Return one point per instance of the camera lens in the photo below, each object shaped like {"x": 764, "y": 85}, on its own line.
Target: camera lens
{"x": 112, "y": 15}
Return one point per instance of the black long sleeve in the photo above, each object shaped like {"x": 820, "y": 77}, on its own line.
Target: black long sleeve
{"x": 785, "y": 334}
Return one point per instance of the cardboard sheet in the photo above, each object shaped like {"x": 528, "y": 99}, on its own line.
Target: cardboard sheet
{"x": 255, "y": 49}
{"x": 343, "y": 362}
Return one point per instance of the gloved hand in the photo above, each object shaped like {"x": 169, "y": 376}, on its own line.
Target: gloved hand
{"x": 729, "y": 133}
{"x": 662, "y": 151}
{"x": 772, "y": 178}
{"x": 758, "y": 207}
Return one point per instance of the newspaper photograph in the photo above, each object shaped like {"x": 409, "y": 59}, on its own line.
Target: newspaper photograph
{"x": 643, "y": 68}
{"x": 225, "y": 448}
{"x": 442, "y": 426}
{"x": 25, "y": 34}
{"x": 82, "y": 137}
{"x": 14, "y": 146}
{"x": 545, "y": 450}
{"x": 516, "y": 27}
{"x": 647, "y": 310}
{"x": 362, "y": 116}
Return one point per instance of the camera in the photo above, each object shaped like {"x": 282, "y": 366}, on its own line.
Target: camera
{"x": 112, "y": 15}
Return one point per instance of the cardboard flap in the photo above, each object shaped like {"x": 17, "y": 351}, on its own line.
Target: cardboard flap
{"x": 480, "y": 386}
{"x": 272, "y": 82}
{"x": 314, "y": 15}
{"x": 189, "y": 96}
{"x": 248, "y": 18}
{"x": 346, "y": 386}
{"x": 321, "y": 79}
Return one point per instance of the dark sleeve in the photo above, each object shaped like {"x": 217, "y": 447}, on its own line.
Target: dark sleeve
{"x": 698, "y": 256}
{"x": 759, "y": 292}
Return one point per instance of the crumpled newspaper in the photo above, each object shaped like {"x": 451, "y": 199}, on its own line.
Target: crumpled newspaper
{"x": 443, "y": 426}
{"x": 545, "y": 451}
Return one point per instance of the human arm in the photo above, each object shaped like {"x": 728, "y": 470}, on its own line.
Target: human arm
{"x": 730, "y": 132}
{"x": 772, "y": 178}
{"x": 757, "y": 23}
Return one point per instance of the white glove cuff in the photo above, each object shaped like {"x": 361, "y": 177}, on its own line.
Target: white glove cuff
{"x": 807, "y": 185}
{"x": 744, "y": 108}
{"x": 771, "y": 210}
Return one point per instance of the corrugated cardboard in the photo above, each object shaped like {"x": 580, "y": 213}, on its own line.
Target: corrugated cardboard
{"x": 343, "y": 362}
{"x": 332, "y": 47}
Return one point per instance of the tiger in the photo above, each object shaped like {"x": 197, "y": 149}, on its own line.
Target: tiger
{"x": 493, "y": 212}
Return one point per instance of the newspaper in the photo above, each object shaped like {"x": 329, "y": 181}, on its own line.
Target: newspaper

..........

_To do_. In full and word for word, restate the data.

_Written reply_.
Return one point per instance of the camera lens in the photo below, each object shaped like {"x": 764, "y": 85}, on its own line.
Target: camera lens
{"x": 112, "y": 15}
Return one point per instance of the black long sleeve in the photo above, each object shaped like {"x": 820, "y": 77}, on its own line.
Target: black long sleeve
{"x": 785, "y": 334}
Return one point per instance of the cardboard sheet in the photo above, each object shaped like {"x": 528, "y": 99}, on its own line.
Target: cardboard sheet
{"x": 255, "y": 49}
{"x": 343, "y": 362}
Return one point per instance of the gloved hand in the photo above, each object shaped like {"x": 169, "y": 376}, on its own line.
Target: gloved hand
{"x": 729, "y": 133}
{"x": 662, "y": 151}
{"x": 772, "y": 178}
{"x": 758, "y": 207}
Return one point per instance of the newspaper photograph in the photo above, each object shaped like {"x": 409, "y": 59}, on its own line.
Target: newspaper photograph
{"x": 643, "y": 68}
{"x": 225, "y": 448}
{"x": 442, "y": 426}
{"x": 25, "y": 34}
{"x": 82, "y": 137}
{"x": 14, "y": 146}
{"x": 545, "y": 450}
{"x": 516, "y": 27}
{"x": 647, "y": 310}
{"x": 362, "y": 116}
Return one point per instance of the camera in the photo above, each object shaped like {"x": 282, "y": 366}, on its own line.
Target: camera
{"x": 112, "y": 15}
Return one point per instance of the cardboard flap in the photo above, each object shaped like {"x": 17, "y": 351}, on its own line.
Target: cardboard flap
{"x": 480, "y": 386}
{"x": 272, "y": 82}
{"x": 314, "y": 15}
{"x": 189, "y": 96}
{"x": 248, "y": 18}
{"x": 346, "y": 386}
{"x": 321, "y": 79}
Return one point per instance of the dark sleeve in the photo above, each object shaped like {"x": 217, "y": 447}, on its own line.
Target: dark sleeve
{"x": 698, "y": 256}
{"x": 759, "y": 292}
Return one point per instance of the crumpled newspaper in the photo above, each object shaped like {"x": 451, "y": 199}, on its own line.
Target: crumpled newspaper
{"x": 443, "y": 426}
{"x": 545, "y": 451}
Return one point per instance of the human arm in the photo above, each object shaped like {"x": 728, "y": 470}, on its own line.
Target: human arm
{"x": 730, "y": 132}
{"x": 772, "y": 178}
{"x": 757, "y": 23}
Return one point per instance of the white glove cuff in the photo above, each object shaped like {"x": 361, "y": 177}, on its own line.
Target: white glove cuff
{"x": 807, "y": 185}
{"x": 744, "y": 108}
{"x": 771, "y": 210}
Return one point per instance of the corrugated cardboard in the photo above, each object shaped like {"x": 580, "y": 213}, on its own line.
Target: corrugated cardboard
{"x": 343, "y": 362}
{"x": 332, "y": 47}
Return one point per instance of the tiger in the photo above, each object shaped like {"x": 197, "y": 149}, on its own line.
Target: tiger
{"x": 493, "y": 212}
Return one point per instance of the newspaper in the photo above, each object shaped like {"x": 329, "y": 181}, on its own line.
Target: newspaper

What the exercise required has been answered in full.